Return the listing below line for line without changing a word, and leave the pictures out.

★ ★ ★ ★ ★ ★ ★

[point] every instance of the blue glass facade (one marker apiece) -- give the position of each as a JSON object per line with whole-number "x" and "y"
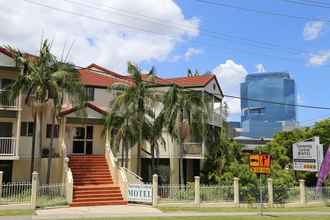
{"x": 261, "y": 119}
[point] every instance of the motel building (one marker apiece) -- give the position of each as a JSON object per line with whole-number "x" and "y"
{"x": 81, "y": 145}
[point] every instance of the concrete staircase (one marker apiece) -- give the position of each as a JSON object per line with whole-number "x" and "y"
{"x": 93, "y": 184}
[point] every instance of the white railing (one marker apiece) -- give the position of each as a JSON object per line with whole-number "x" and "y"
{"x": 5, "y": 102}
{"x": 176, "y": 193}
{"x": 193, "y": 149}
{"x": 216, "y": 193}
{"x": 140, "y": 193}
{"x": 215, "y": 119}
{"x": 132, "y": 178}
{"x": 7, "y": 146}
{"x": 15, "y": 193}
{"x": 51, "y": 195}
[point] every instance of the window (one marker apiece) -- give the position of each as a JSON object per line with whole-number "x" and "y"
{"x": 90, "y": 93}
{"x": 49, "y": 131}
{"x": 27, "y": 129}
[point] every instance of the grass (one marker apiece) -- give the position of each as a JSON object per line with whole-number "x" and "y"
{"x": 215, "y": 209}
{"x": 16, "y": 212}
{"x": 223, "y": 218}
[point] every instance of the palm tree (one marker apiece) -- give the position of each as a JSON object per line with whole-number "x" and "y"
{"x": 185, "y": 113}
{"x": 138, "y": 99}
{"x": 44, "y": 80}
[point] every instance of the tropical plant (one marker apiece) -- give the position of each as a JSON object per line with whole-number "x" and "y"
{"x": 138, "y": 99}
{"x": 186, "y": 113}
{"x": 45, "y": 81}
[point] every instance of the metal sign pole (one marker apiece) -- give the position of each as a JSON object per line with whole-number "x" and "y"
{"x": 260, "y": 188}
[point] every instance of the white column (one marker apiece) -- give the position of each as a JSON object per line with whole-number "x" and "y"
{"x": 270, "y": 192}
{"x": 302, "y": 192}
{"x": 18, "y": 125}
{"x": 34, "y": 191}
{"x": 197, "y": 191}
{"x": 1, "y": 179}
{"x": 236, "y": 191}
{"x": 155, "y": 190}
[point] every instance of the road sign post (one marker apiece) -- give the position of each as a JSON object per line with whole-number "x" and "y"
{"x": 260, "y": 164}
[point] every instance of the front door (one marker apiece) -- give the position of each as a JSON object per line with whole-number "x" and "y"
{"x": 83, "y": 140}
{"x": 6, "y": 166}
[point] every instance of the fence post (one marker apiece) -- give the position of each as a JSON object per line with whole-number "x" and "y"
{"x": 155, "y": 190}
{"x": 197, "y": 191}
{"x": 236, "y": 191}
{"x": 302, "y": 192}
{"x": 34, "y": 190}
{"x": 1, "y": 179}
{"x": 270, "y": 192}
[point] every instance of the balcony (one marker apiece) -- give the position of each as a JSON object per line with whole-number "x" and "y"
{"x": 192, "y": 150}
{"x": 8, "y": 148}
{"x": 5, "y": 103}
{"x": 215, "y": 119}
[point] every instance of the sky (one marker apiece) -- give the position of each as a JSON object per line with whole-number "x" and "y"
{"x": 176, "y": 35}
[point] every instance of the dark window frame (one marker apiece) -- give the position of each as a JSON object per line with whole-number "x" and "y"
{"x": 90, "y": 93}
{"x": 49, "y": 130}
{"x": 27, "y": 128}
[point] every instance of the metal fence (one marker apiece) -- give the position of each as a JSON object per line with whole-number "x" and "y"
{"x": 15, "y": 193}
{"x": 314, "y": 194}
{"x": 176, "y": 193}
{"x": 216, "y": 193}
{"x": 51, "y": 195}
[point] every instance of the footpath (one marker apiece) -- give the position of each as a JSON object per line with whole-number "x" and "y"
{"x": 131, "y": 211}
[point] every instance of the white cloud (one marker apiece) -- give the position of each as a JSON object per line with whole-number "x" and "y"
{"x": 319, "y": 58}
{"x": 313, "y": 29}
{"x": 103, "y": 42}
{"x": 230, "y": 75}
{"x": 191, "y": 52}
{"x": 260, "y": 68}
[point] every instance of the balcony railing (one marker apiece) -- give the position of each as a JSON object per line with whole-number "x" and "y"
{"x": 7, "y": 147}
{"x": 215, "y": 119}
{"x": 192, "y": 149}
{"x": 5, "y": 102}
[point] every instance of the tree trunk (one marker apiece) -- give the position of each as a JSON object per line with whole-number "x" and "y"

★ ★ ★ ★ ★ ★ ★

Solution to the problem:
[point] every instance of the blue glass facade (one marker apiece) -- give the position of each as a JSON object per line with whole-number "x" and "y"
{"x": 261, "y": 119}
[point] every instance of the motel building (one marker apiece) -- give the position of each as a JSON object per line with whole-number "x" and "y"
{"x": 81, "y": 145}
[point] every instance of the concrete staircase (one marker apiece) -- give the position of each as a JSON object per line with whole-number "x" and "y"
{"x": 93, "y": 184}
[point] every instance of the white railing (one marker apiece) -- give the position of each as a JSON object per line with whole-number "x" and "y"
{"x": 5, "y": 102}
{"x": 176, "y": 193}
{"x": 193, "y": 149}
{"x": 216, "y": 193}
{"x": 140, "y": 193}
{"x": 215, "y": 119}
{"x": 132, "y": 178}
{"x": 7, "y": 146}
{"x": 15, "y": 193}
{"x": 51, "y": 195}
[point] every instance of the window (one marker apiece) -- give the position of each as a JSON object per line with whole-number "x" and "y"
{"x": 90, "y": 93}
{"x": 49, "y": 131}
{"x": 27, "y": 129}
[point] every instance of the grass (one marker apiece) -- give the position of each as a JSON object per line with whole-number "x" and "y"
{"x": 215, "y": 209}
{"x": 16, "y": 212}
{"x": 223, "y": 218}
[point] every instance of the palm tree (one marker apiece) -- give the position of each as a JSON object per line with whole-number "x" and "y"
{"x": 185, "y": 113}
{"x": 138, "y": 99}
{"x": 44, "y": 80}
[point] every instance of the tropical plant (one marker apiece) -- give the position of each as a JSON object per line with whole-number "x" and "y"
{"x": 138, "y": 99}
{"x": 186, "y": 113}
{"x": 45, "y": 81}
[point] every instance of the metal sign pole (one marker apiece) -- give the position of each as a JSON object per line with whole-number "x" and "y"
{"x": 260, "y": 188}
[point] every instance of the white column (one marker apiece) -- give the position of each as a JSON object per line with whole-number "x" and "y"
{"x": 270, "y": 192}
{"x": 302, "y": 192}
{"x": 18, "y": 125}
{"x": 34, "y": 191}
{"x": 197, "y": 191}
{"x": 1, "y": 179}
{"x": 236, "y": 191}
{"x": 155, "y": 190}
[point] every instance of the road sign post (one marker apiece) -- give the position of each as a JSON object per line with whole-number "x" and "y"
{"x": 260, "y": 164}
[point] every instance of the front door (one marker apiece) -- give the position of each as a JSON object per line with whole-number "x" and "y"
{"x": 83, "y": 140}
{"x": 6, "y": 166}
[point] every instance of the fence post (one marker apiece) -- give the position of each as a JSON object per line with whole-number "x" and "y"
{"x": 155, "y": 190}
{"x": 197, "y": 191}
{"x": 236, "y": 191}
{"x": 302, "y": 192}
{"x": 34, "y": 190}
{"x": 1, "y": 179}
{"x": 270, "y": 192}
[point] every instance of the balcony (one marker apiece) -- give the position of each as a JSON object per line with whole-number "x" and "y"
{"x": 192, "y": 150}
{"x": 8, "y": 148}
{"x": 5, "y": 103}
{"x": 215, "y": 119}
[point] every instance of the sky (one marker apiece) -- give the position of each as a JSON object per line with whole-number "x" and "y"
{"x": 176, "y": 35}
[point] every instance of the dark window frame (one marker apiece) -- give the position of each as a JSON object per line with whole-number "x" and "y"
{"x": 90, "y": 93}
{"x": 49, "y": 130}
{"x": 27, "y": 128}
[point] every instance of the metal fence (one marker apiece) -- give the position of each as a JSON object per line with whole-number "x" and "y"
{"x": 15, "y": 193}
{"x": 314, "y": 194}
{"x": 176, "y": 193}
{"x": 216, "y": 193}
{"x": 51, "y": 195}
[point] every instance of the footpath (one marker apiece) -- give the position of each as a JSON object per line with whole-number "x" and "y"
{"x": 131, "y": 211}
[point] every instance of the white cloud (one marker apiece) -- give the position of each as a JSON object per line with whole-number "x" and "y"
{"x": 319, "y": 58}
{"x": 313, "y": 29}
{"x": 103, "y": 42}
{"x": 230, "y": 75}
{"x": 191, "y": 52}
{"x": 260, "y": 68}
[point] every instance of the balcony railing (one marker apiece) -- give the position of each as a JSON object per line with whole-number "x" and "y"
{"x": 7, "y": 147}
{"x": 215, "y": 119}
{"x": 192, "y": 149}
{"x": 5, "y": 102}
[point] every instance of the tree trunk (one marker apiece) -- give the position of each as a JSON object per line with whole-number "x" and "y"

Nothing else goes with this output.